## Exercise
For each line below, write it out exactly as it appears.
------------------------------
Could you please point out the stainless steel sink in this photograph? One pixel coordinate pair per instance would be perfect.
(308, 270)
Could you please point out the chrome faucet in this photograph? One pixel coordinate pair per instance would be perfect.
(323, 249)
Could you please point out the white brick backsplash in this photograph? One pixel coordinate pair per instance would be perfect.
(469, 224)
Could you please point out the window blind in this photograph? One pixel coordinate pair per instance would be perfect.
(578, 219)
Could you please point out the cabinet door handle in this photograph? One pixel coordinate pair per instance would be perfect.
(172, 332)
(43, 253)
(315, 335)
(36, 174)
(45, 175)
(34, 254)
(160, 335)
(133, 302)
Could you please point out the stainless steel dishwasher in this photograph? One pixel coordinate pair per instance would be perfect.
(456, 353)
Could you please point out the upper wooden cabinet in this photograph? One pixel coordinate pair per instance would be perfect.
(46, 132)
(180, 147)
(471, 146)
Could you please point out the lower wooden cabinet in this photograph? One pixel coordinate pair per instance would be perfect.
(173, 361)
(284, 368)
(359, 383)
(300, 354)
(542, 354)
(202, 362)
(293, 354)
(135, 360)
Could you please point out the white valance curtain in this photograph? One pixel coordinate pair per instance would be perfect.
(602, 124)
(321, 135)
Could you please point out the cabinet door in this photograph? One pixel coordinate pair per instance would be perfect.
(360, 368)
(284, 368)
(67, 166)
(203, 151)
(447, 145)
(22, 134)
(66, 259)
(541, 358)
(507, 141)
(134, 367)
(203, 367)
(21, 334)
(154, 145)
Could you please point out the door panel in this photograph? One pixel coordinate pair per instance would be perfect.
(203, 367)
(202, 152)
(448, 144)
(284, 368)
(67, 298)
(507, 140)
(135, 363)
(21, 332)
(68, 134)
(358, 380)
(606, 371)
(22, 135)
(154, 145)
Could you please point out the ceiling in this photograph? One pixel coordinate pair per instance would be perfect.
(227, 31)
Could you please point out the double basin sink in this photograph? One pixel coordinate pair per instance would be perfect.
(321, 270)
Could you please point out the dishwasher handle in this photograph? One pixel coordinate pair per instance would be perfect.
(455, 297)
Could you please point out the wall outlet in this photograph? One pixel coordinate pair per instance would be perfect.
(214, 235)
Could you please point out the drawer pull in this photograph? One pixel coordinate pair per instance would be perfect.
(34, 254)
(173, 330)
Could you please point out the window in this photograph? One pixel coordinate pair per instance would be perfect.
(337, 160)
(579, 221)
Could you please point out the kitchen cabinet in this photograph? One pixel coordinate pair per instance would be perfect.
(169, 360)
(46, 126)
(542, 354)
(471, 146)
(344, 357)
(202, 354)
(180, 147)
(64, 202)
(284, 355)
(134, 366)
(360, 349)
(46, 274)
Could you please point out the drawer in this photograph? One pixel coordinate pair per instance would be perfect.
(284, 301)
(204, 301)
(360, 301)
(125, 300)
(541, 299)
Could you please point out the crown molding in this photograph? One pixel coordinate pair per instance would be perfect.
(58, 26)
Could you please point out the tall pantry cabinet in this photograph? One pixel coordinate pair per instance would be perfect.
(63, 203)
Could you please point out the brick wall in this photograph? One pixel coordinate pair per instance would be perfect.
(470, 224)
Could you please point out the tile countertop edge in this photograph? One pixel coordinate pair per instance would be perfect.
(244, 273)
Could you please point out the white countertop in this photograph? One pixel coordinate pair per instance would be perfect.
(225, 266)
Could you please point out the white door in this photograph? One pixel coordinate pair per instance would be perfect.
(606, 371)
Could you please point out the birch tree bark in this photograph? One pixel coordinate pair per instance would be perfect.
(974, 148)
------------------------------
## Answer to this exercise
Could you please point out the stainless steel sink in this photograph? One pixel coordinate pair per instance would be perfect.
(308, 270)
Could you please point out the chrome faucet in this photograph? One pixel coordinate pair per instance would be perfect.
(323, 249)
Could you please point out the white brick backsplash in this photograph? One pixel coordinate pair per instance would be perfect.
(469, 224)
Could you please point out the window blind in this photograph? One pixel coordinate pair per instance would be perfect.
(578, 219)
Could you please point out the cabinet door handle in this photograph? One pixel coordinate pair per instance would be perfect.
(172, 332)
(43, 253)
(315, 335)
(36, 174)
(45, 175)
(34, 254)
(160, 335)
(133, 302)
Could you please point out the stainless steel dishwasher in this photograph? One pixel coordinate pair per instance would be perfect.
(456, 353)
Could you please point out the upper wooden cabinet in this photograph? One pixel coordinate pair per instance would be perfect.
(46, 132)
(180, 147)
(471, 146)
Could you please point out the lower wooden cabinet in this photograph? One pixel coordinate pair per instance would be perfect.
(173, 361)
(284, 368)
(359, 383)
(300, 354)
(542, 354)
(202, 362)
(293, 354)
(135, 360)
Could you please point out the white valance curtain in this photograph? One pixel coordinate pair per instance would be perfect.
(602, 124)
(321, 135)
Could you please point out the cabinet door in this photograph? One pixel coordinate pair per instance would be perfect.
(360, 368)
(284, 368)
(67, 166)
(203, 151)
(447, 145)
(22, 134)
(66, 259)
(541, 358)
(507, 141)
(134, 367)
(203, 367)
(21, 334)
(154, 145)
Could you please point out the door panel in this photograph? One pixel coordinate pair per instance would be perfect.
(203, 367)
(202, 152)
(448, 144)
(284, 368)
(67, 298)
(507, 140)
(135, 363)
(21, 332)
(68, 134)
(358, 380)
(606, 371)
(22, 135)
(154, 145)
Could you please point out the ceiling in this photograph? One pixel coordinate pair per instance would be perfect.
(227, 31)
Could you please point out the double basin sink in this photograph? One pixel coordinate pair per instance would be perfect.
(321, 270)
Could you please point out the dishwasher handle in this photograph? One pixel coordinate pair per instance would be perfect.
(455, 297)
Could you please point out the wall outlet in this photograph? One pixel coordinate pair per instance would be perfect.
(214, 235)
Could you please point out the drawer pull in this photograph? One pixel coordinate pair per instance would be perfect.
(34, 254)
(173, 330)
Could you please point out the window in this photograph? One pixel coordinate pair per instance would be perfect.
(337, 160)
(579, 221)
Could you please point out the kitchen cabinet in this photograph? One pixel coordinate pair per instance would be perfect.
(169, 360)
(46, 126)
(542, 354)
(471, 146)
(344, 357)
(202, 354)
(180, 147)
(64, 202)
(284, 355)
(134, 366)
(360, 349)
(46, 274)
Could you please point out the drawer in this photograph? One pixel coordinate pair per instance would be perfect.
(284, 301)
(204, 301)
(360, 301)
(125, 300)
(541, 299)
Could you please point out the crown molding in this photograph? One pixel coordinate pair per instance would be perfect.
(58, 26)
Could you please point out the tall pantry cabinet in this photograph? One pixel coordinate pair per instance would be perfect.
(63, 203)
Could you please point out the brick wall in this photograph? One pixel coordinate pair per instance would be perfect.
(470, 224)
Could you please point out the tile countertop edge in this photograph? One pixel coordinate pair per instance would be perfect.
(244, 273)
Could you please point out the white countertop in this photograph? One pixel coordinate pair per instance would be perfect.
(225, 266)
Could you please point out the white door in this photograph? One pixel coordinate pair per instance would be perfect.
(606, 371)
Could you please point out the birch tree bark in this photograph? One pixel coordinate pair per instance would be perfect.
(974, 148)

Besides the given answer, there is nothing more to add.